Passage shown ->
▼▼▼

Re: non-ascii headers


% Now, since I have my flameproof suit on already, let me suggest in very 
% general terms that we might think about patching a kludge onto mnemonic 
% in the hope of making this problem go away.  Note that is "make go away" 
% not "solve"--I think the gist of both Ran's and my comments is that 
% there isn't going to be a neat solution.  We ask Keld to think about an 
% escape convention that would permit, within mnemonic, representing a 
% character by a notational pair consisting of 
%     { character-set-designation, code point }
% The set of "character-set-designation"s would be equivalent to the 
% candidates for "character set" in a separate header or a content-type 
% text subfield or...
        
%   As an even more obnoxious variation, one could provide for 2022-like 
% shifting in and out of this mode, designating the character set as part 
% of the shifting activity.  At that point, by a little more magic and 
% handwaving, we could say "the following types of header fields are in 
% mnemonic when RFC-XXX is in use" and treat quoted-printable as a subset
% of mnemonic.  That really cleans up the inter-header referencing mess. 
        
%   Now, these paired values have no mnemonic significance at all.   Too
% bad. But it is possible to designate *anything* at the simple cost of
% finding it in some standardized or registered character set, or by
% dashing off to ECMA to register another one.

▲▲▲

(Location labeling records)

▼▼▼

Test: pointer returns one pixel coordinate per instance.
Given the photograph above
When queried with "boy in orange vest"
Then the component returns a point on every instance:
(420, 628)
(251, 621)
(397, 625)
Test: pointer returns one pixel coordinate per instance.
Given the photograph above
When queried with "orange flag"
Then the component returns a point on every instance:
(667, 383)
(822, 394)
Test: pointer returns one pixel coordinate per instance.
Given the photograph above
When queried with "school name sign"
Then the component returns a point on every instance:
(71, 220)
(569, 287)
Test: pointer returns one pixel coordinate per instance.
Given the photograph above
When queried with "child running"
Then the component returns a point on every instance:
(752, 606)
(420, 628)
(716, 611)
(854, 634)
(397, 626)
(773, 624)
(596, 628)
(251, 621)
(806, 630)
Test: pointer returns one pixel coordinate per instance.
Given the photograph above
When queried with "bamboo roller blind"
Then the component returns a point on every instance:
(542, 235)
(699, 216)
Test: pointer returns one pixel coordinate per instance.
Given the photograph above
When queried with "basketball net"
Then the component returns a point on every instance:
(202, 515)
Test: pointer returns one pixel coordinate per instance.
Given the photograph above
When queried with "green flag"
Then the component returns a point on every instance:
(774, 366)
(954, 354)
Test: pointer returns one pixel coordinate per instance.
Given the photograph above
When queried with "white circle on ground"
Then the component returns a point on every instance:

▲▲▲

Problem set ->
1) In the post on non-ASCII headers, what notational pair would the suggested escape convention use to represent a character within mnemonic?
2) Carry on the post about non-ASCII headers from the point where it stops.

Per-task outputs ->
1) A character-set designation paired with a code point.

2)
% These are terrible kludges.  Maybe they let us get on with our lives.

  I think that John has done a good job of summarising the problem and
directing focus towards a solution.

  Here are some (hopefully constructive) solution-oriented observations.

  1. Mnemonic encoding is really useful for some language sets.
  2. Some (many ?) Japanese users are commonly using ISO 2022-derived
        schemes already and would like to be able to continue using them.
  3. Mnemonic does not work well for ideogrammatic languages.
  4. BASE64 encoding of some 8/16/32-bit character set is probably
        more useful than mnemonic for ideogrammatic languages.

  So, I suggest that however the extended width (i.e. non-US ASCII)
header text is to be handled, that we devise a mechanism for
permitting at least BASE64 encoding and Mnemonic encoding.  There are
probably a lot of ways that this could be done.

  Perhaps some denotation could be made in one of the header fields 
(it could be its own header, I'm not religious on such matters :-)
as to what encoding scheme has been applied to the headers.  This would
permit both BASE64 and mnemonic and any future wonderful better
approaches that might arrive.  Let the default value be "no encoding"
(i.e. US ASCII plain text) for backwards compatibility.

  This also has the virtue of helping the user to know that something
has been mnemonically encoded even if he's never heard of the RFCs.
If the user has a clue as to what is going on, there is a better
chance for figuring out how to deal with whatever is there.

  Additionally, the Japanese users could also use ISO 2022 if they feel the
need by defining locally some identifier for their use of ISO 2022
mechanisms (without that identifier or mechanism being something that
RFC-XXXX needs to define or address).

  Finally, this mechanism could probably be shared with whatever
mechanism is going to be used to mark the encoding of non-7-bit
headers in mail transported via Extended SMTP.  There has to be
linkage between Extended SMTP and RFC-XXXX in how things are encoded
in the SMTP envelope header fields when anything but 7-bit US ASCII
are used.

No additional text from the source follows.